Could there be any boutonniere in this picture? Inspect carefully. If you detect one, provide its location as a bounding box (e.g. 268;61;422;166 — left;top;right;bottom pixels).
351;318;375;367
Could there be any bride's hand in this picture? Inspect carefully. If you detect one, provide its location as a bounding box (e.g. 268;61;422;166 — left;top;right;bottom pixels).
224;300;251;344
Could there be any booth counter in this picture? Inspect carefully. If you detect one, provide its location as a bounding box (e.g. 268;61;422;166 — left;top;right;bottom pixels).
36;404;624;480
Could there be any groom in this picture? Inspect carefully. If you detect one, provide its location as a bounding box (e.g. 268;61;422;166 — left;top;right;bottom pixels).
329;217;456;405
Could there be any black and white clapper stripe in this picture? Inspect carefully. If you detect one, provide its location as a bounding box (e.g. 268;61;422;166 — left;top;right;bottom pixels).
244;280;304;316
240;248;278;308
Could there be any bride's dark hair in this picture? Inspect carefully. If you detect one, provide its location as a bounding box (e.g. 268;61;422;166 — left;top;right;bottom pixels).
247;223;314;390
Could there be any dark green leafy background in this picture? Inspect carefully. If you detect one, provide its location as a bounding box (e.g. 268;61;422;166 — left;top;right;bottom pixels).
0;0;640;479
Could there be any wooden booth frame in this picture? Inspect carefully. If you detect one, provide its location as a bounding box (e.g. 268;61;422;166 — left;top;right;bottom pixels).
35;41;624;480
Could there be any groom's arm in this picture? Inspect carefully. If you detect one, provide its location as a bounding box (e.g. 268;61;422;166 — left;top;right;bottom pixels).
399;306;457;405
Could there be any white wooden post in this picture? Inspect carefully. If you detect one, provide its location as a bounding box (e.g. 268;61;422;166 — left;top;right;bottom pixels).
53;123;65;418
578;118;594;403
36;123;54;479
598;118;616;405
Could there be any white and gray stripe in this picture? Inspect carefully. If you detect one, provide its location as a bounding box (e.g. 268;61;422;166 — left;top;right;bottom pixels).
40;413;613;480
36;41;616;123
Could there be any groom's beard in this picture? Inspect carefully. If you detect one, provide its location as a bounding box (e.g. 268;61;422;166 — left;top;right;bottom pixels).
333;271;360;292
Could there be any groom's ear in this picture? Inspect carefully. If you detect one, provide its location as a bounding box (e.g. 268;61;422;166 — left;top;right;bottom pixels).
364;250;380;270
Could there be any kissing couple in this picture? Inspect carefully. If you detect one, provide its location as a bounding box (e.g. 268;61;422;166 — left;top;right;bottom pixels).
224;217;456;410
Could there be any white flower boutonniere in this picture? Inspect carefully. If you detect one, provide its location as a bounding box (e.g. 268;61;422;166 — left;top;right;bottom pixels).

------------------------------------------------

→ **TASK PROMPT**: Convert all of the rows above into a numbered list, omitting any blank lines.

→ **TASK RESULT**:
1. Could there be any boutonniere in this picture? Inspect carefully. If you detect one, provide its location as a bounding box (e.g. 268;61;422;166 — left;top;right;bottom pixels).
2. 351;318;375;367
3. Could there be any bride's hand in this picture? Inspect carefully. If you detect one, provide its location as a bounding box (e.g. 268;61;422;166 — left;top;right;bottom pixels).
4. 224;300;251;344
5. Could there be any booth counter in this picture? Inspect carefully. If you detect one, provide its location as a bounding box (e.g. 268;61;422;166 — left;top;right;bottom pixels).
6. 36;404;624;480
7. Could there be any groom in this picture? Inspect carefully. If you detect one, provide its location as a bounding box (e.g. 268;61;422;166 — left;top;right;bottom pixels).
8. 329;217;456;405
9. Could there be any black and white clapper stripe in this picture? Inspect carefully. If you detect one, provide its location as a bounding box (e.g. 268;61;422;166 — left;top;right;bottom pixels).
10. 244;280;304;316
11. 240;248;278;308
12. Could there be any bride's dark hair in this picture? Inspect carefully. If you detect one, provide its location as a bounding box (e.g. 268;61;422;166 — left;top;right;bottom pixels).
13. 247;223;314;390
14. Could there be any dark green leafy background in this picture? Inspect carefully. If you detect one, provide its location as a bounding box (e.g. 268;61;422;166 — left;top;right;bottom pixels).
15. 0;0;640;479
16. Could there be any wooden booth frame in this picture? Inspect carefully. If you detect one, provide its location as a bounding box (e.g. 268;61;422;166 — left;top;right;bottom pixels).
17. 35;41;624;480
18. Could there be any groom's arm in this picture? Inspect carefully. If you detect one, provide its location as a bounding box (e.g. 268;61;422;166 — left;top;right;bottom pixels).
19. 399;306;457;405
20. Could there be any white wooden post in this picture? Inspect carefully. If you detect one, provide its location as a bounding box (e.g. 268;61;422;166 — left;top;right;bottom pixels).
21. 53;123;65;418
22. 578;118;594;403
23. 36;123;54;479
24. 598;118;616;405
25. Could there be any white and gray stripe in this picture? Inspect carefully. If you detect one, provide its location as a bounding box (e.g. 268;61;422;166 — left;top;right;bottom pixels).
26. 40;413;613;480
27. 36;41;616;123
28. Could there be any groom's beard in this picture? Inspect carefully. If you detect one, provide its location as a bounding box (e.g. 268;61;422;166 — left;top;right;bottom pixels).
29. 333;271;360;292
30. Could there be any groom's ear in this picture? Inspect carefully. If you detect one, provide its location as a bounding box (e.g. 268;61;422;166 — left;top;right;bottom pixels).
31. 364;250;380;270
32. Could there be any kissing couple in this picture? Inspect carefully. If you detect one, provide its location as a bounding box (e.g. 268;61;422;166 — left;top;right;bottom pixels).
33. 224;217;456;410
34. Could there be any white flower boutonniere in this picture? Inspect carefully. If you detect one, provide its location as a bounding box (e.g. 268;61;422;166 — left;top;right;bottom pixels).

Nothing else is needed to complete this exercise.